:: Records provided ::
■ ■ ■

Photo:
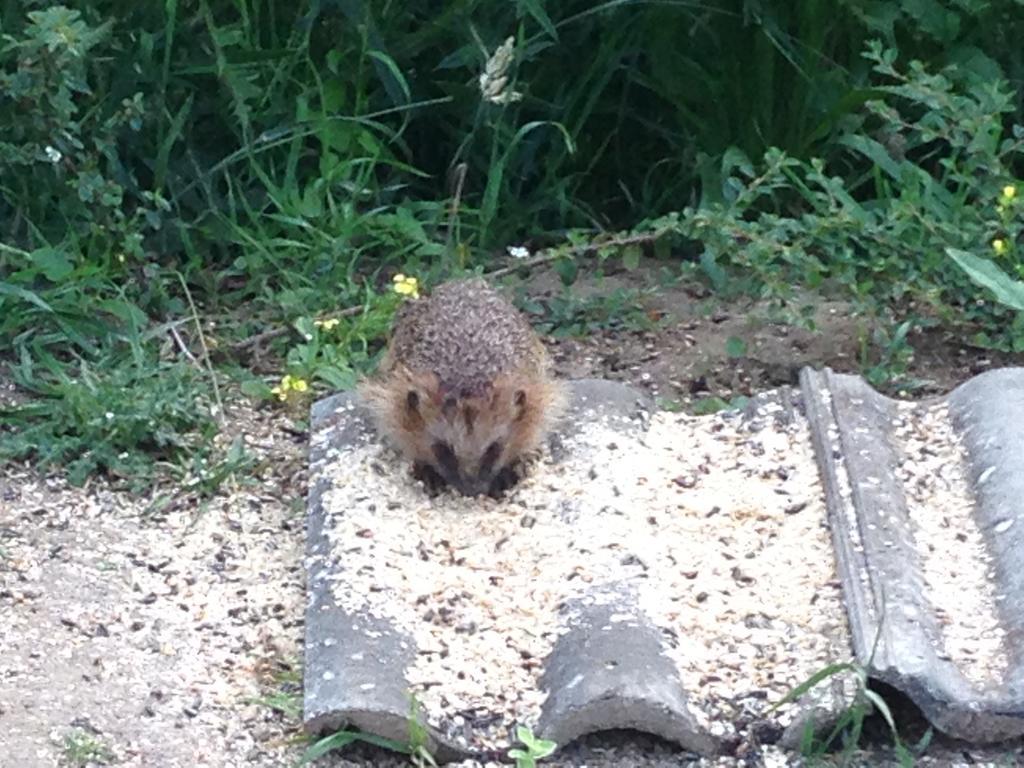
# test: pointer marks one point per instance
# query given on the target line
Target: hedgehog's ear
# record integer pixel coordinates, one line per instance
(519, 400)
(449, 406)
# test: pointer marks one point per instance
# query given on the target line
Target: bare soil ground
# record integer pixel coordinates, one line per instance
(165, 631)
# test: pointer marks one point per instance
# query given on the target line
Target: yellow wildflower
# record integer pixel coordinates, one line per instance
(288, 384)
(407, 286)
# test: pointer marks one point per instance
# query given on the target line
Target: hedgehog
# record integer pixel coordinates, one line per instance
(465, 389)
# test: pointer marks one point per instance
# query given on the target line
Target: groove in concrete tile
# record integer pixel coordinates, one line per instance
(897, 631)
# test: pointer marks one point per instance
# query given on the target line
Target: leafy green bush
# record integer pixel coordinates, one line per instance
(252, 165)
(928, 166)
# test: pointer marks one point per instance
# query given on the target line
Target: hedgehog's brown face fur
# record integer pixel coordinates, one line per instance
(470, 439)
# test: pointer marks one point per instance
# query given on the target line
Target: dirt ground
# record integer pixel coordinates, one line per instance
(162, 634)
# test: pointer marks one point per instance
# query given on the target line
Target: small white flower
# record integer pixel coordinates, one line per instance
(494, 80)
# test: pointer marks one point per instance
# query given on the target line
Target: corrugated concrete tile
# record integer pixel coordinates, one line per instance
(610, 665)
(926, 504)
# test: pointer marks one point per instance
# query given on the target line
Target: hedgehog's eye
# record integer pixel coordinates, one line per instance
(489, 457)
(445, 458)
(519, 398)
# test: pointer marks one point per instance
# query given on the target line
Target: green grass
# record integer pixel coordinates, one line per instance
(81, 749)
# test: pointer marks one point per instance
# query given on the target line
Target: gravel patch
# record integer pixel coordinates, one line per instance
(715, 527)
(954, 561)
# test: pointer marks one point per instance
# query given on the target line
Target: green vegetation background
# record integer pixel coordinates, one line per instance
(179, 177)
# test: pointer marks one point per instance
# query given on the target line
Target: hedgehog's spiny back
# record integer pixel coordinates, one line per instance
(467, 334)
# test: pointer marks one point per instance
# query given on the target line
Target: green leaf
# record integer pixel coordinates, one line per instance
(52, 263)
(1008, 292)
(631, 257)
(735, 347)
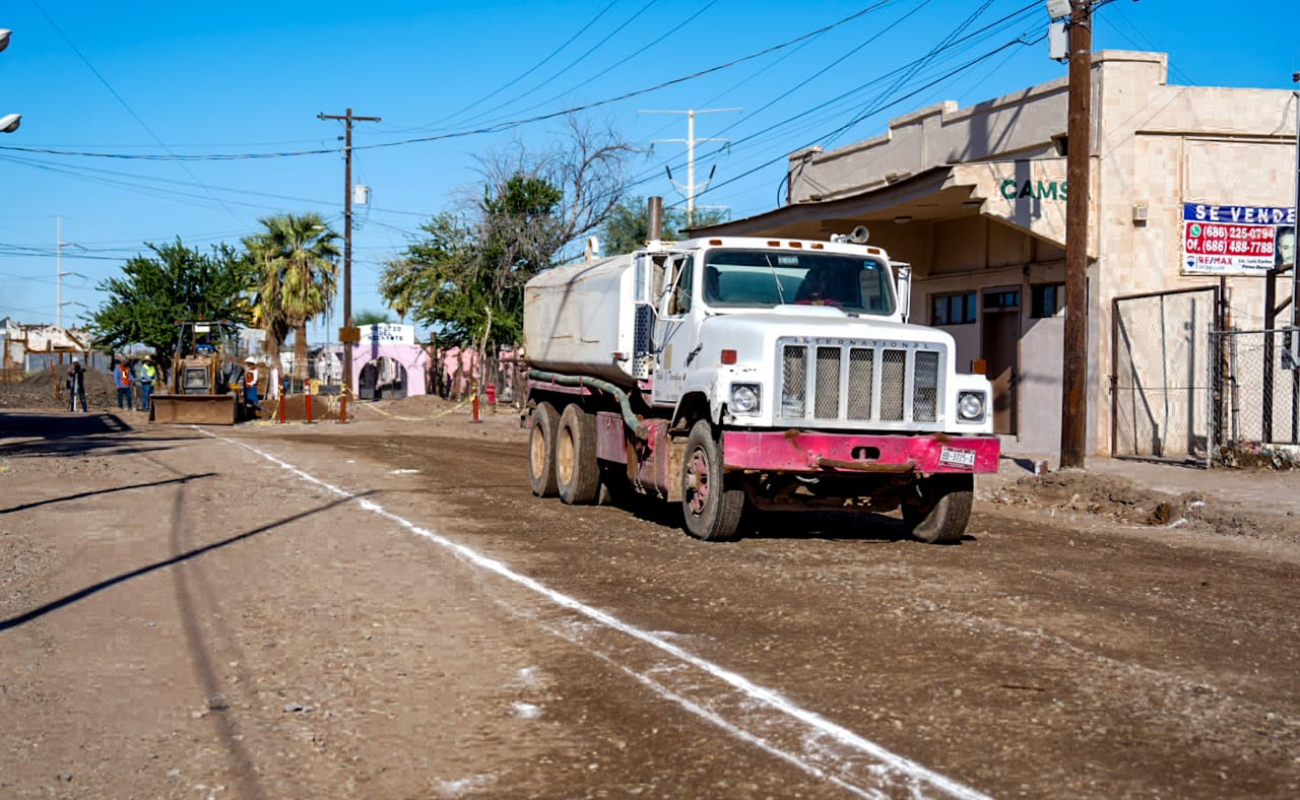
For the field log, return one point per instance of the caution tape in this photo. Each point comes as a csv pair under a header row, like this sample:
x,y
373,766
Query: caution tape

■ ■ ■

:: Stated exercise ::
Reproduce the material above in full and without alteration, but skip all pictures.

:: Complete output ::
Photo:
# test: pointer marks one point per instance
# query given on the target line
Target: hedgehog's ear
# record integer pixel coordinates, one line per instance
(519, 400)
(449, 406)
# test: pointer marks one point per instance
# query given on the target line
Target: bare soil ground
# record integer pixel coordinates, one line per instance
(165, 631)
# test: pointer marks one point per instance
# query given on the target line
Target: yellow wildflower
# record integer pixel coordinates, one line per instance
(288, 384)
(407, 286)
# test: pointer marks one point per instance
# query given on the target line
Target: hedgehog
# record integer pixel coordinates, one line per instance
(465, 389)
# test: pointer marks one point per instance
# query given on the target line
Target: groove in concrete tile
# record integer pixel coordinates, one line per instance
(897, 631)
# test: pointer marks one point per instance
# query given on the target line
Target: leafy green bush
# record integer pixel coordinates, one line per instance
(252, 165)
(928, 166)
# test: pointer marks one point per instance
# query given on the target line
Target: hedgehog's brown face fur
# record integer pixel coordinates, one line per instance
(470, 439)
# test: pointer marks one point per instance
# query given on the target line
Target: dirt ground
# record integer pixel coordinates, one line per instance
(162, 634)
# test: pointer marks one point per instance
# query given on the target line
Target: small white flower
# record integer pixel coordinates, one line per instance
(494, 80)
# test: pointer marks one point per instance
# query given on the target line
Target: corrugated concrete tile
# record integer pixel coordinates, one line per instance
(610, 665)
(926, 504)
# test: pointer marks one point per instance
# query given on the target line
Target: hedgehog's eye
# record integer pixel coordinates, one line per instance
(489, 457)
(445, 458)
(519, 398)
# test: pointer marks one point per instance
# query given on the target line
Target: green grass
# record integer pixel coordinates, one line per instance
(81, 749)
# test: pointer marks one point per instance
# query given on the target line
Target: gravel patch
# record integer pixel coordinates, one line per instance
(715, 527)
(954, 561)
# test: pointer marks one point per instance
# query given on the target line
Target: green vegetation background
# record integer pixel coordinates, one line per instance
(179, 177)
# test: pointer marks one point per instance
# query given on the target line
Target: hedgehog's spiny back
# record integer pixel coordinates, one line per instance
(467, 334)
# test: pointer marks one point per instance
# query given on the target line
Target: green leaf
# record integer pixel coordinates, one line per instance
(52, 263)
(1008, 292)
(631, 257)
(735, 347)
For the field log, return one point per instance of the caution tape in this photo. Each point comes as a csv pair under a header row, like this sample:
x,y
373,766
Query: caution tape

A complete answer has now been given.